TRAVAIL À FAIRE.
1. Reproduisez à l'identique, dans le texte sur l'affaire Reginald, tout ce qui va de « Selon lui, cela » jusqu'à « Summer Split 2018). ».
2. Rédigez la suite du texte sur l'affaire Reginald en reprenant après sa dernière phrase.

Affaire Reginald/Marc Merrill, premiers échanges tendus sur les difficultés inhérentes aux LCS

La fin d’année 2016 signe un grand tournant dans l’esport de League of Legends.

En août de la même année, Scarra interroge Reginald, le fondateur de Team SoloMid, sur les problématiques qu’engendrent les patchs de dernière minute pour la scène compétitive.

Reginald explique que les patchs lourds, impactant la meta, bien qu’ils peuvent plaire aux spectateurs, sont décourageants pour les joueurs. Les mois de travail passés à comprendre et performer au plus haut niveau s’évaporent à cause d’un patch imposé par Riot Games.

Reginald en profite pour faire le lien avec les problèmes des relégations et de ce qu’elles impliquent pour les joueurs, le coaching staff et les investisseurs. Si certains patchs peuvent mettre en péril le niveau général d’une team, celle-ci a plus de probabilités d’échouer et d’être reléguée. Ce qui implique une perte de visibilité et de ressources conséquentes, le tout allié à la fin prématurée des contrats avec les investisseurs.

Selon lui, cela ne rassure pas les investisseurs, qui font un véritable pari en injectant de l’argent dans des structures et dans un écosystème qu’ils ne comprennent pas et qui est très volatile. On peut faire une analogie avec ce qui se passe à l’heure actuelle avec la meta. Des joueurs s’étant entraîné toute leur carrière à jouer un rôle spécifique (ADC en l’occurrence), se retrouvent obligés de jouer des rôles ou des champions différents, voire même de ne pas jouer du tout (cf Rekkles remplacé par Bwipo au Summer Split 2018).

La question des franchises est alors posée. Bien que Reginald ne soit pas persuadé que la franchise soit la solution de tous les problèmes, il insiste sur la nécessité d’apporter des changements cohérents à la scène. Une scène LCS beaucoup plus stable, une ligue Challenger bien plus relevée et de meilleures ressources économiques pour les équipes évoluant en LCS.

Marc Merrill, le co-fondateur de Riot Games, est revenu sur cette interview dans un post reddit qui a enflammé la toile, critiquant  les investissements hors League of Legends de Reginal, qui permettent selon lui d’expliquer ses pertes d’argent. Reginald y répondra longuement dans un Twitlonger.

TheScore esports a d’ailleurs produit une vidéo récapitulative tout à fait passionnante sur la question (en anglais).

Enregistrements de contours de régions d'images.
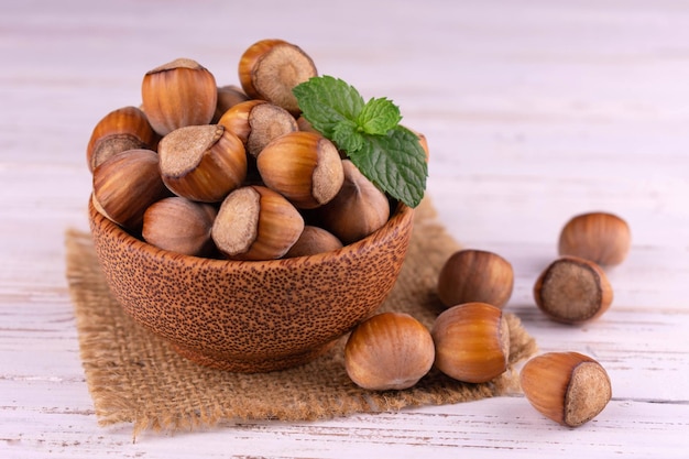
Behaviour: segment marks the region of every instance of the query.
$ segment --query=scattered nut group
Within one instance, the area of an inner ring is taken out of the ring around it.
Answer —
[[[628,226],[620,217],[592,212],[571,219],[561,230],[560,256],[536,280],[537,307],[564,324],[600,317],[610,307],[613,292],[599,263],[621,263],[630,241]],[[437,295],[445,310],[430,330],[406,315],[402,319],[383,313],[364,320],[347,341],[347,373],[356,384],[371,390],[411,387],[431,367],[466,383],[492,381],[507,370],[510,330],[502,309],[513,287],[512,265],[502,256],[472,249],[455,252],[438,274]],[[433,365],[427,365],[434,354]],[[595,417],[612,396],[604,368],[578,352],[532,358],[520,382],[538,412],[567,427]]]
[[[161,249],[232,260],[336,250],[381,228],[393,199],[299,117],[292,89],[317,76],[311,58],[285,41],[263,40],[238,69],[241,87],[218,87],[188,58],[147,72],[140,108],[113,110],[92,130],[86,159],[94,206]],[[566,324],[600,317],[613,298],[601,266],[620,264],[630,241],[628,226],[612,214],[572,218],[560,233],[560,258],[534,286],[538,308]],[[434,365],[467,383],[495,379],[507,369],[502,309],[513,287],[502,256],[458,251],[439,273],[445,310],[431,329],[406,314],[370,317],[347,341],[348,375],[376,391],[408,389]],[[537,411],[570,427],[597,416],[612,393],[600,363],[577,352],[531,359],[521,385]]]
[[[94,206],[157,248],[231,260],[336,250],[385,225],[395,199],[299,116],[292,89],[318,75],[311,58],[262,40],[238,74],[218,87],[189,58],[147,72],[141,105],[92,130]]]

RÉPONSES FOURNIES.
1.
Selon lui, cela ne rassure pas les investisseurs, qui font un véritable pari en injectant de l’argent dans des structures et dans un écosystème qu’ils ne comprennent pas et qui est très volatile. On peut faire une analogie avec ce qui se passe à l’heure actuelle avec la meta. Des joueurs s’étant entraîné toute leur carrière à jouer un rôle spécifique (ADC en l’occurrence), se retrouvent obligés de jouer des rôles ou des champions différents, voire même de ne pas jouer du tout (cf Rekkles remplacé par Bwipo au Summer Split 2018).

2.
The Teams, première coalition critique des joueurs vis-à-vis du système compétitif de Riot

Un mois plus tard, les équipes européennes et américaines, regroupées sous le nom “The Teams”, écrivent une lettre à l’attention de Riot Games.

Dans celle-ci, elles font étalage des différentes problématiques auxquelles elles sont confrontées et de l’avancement de ces discussions avec Riot Games.

Deux éléments sont notamment pointés du doigt : le manque de compensations financières et le problème du système de relégation, les deux étant fondamentalement liés.

Les éléments mis en lumière font écho au discours de Reginald dans l’interview qu’il a donné à TheScore esports. Six problèmes sont mis en avant par les propriétaires de structures.

  1. Le manque de sécurité de l’emploi des joueurs et des problèmes concernant les longues carrières, causés par des compensations financières trop faibles et par le système de relégation
  2. Les problèmes concernant les investissements dans les joueurs LCS, du fait des maigres compensations et du système de relégation
  3. Faiblesse des relations entre les fans et les structures du fait de la relégation
  4. Difficulté à trouver et garder des sponsors à cause des restrictions des LCS et du système de relégation
  5. Nécessité de transvaser les ressources des LCS en Challenger à cause des relégations
  6. Difficultés financières liées aux compensations insuffisantes allouées aux teams

Vous aurez compris qu’il y a un consensus sur les relégations. Les réponses de Riot Games à l’époque étaient claires : pas de suppression du système de relégation et des efforts concédés concernant les compensations financières.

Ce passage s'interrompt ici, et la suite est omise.